### Set task
Reproduce verbatim the lines starting at the line containing "Return one point per instance of the handbag" and running through the last line, both included.

### Extracted information
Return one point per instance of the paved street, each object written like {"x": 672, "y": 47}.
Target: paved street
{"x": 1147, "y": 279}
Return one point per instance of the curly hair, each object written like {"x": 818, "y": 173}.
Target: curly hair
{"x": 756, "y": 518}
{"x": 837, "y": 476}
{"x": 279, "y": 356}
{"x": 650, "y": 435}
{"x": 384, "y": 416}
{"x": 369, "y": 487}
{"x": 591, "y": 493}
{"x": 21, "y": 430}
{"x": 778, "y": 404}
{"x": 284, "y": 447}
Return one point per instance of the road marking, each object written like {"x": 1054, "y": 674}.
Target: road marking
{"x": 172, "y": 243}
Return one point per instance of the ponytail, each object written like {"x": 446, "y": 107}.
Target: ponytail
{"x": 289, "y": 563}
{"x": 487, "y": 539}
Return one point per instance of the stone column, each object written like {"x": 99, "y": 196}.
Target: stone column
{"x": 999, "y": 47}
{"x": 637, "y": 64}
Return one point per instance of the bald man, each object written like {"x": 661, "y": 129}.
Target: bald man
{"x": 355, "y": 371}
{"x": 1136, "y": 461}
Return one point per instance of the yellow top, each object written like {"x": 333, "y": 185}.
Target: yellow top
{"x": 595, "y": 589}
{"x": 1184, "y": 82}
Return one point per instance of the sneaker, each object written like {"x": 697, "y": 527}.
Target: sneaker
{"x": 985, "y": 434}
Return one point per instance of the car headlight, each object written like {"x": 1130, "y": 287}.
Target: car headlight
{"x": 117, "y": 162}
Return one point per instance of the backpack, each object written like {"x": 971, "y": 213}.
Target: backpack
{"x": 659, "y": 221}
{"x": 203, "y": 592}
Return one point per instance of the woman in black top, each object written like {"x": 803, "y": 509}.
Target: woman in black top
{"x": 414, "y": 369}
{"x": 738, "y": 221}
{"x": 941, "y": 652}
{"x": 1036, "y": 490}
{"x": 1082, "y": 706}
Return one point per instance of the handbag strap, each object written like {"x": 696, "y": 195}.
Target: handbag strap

### Task solution
Return one point per instance of the handbag strap, each object written like {"x": 696, "y": 195}.
Target: handbag strap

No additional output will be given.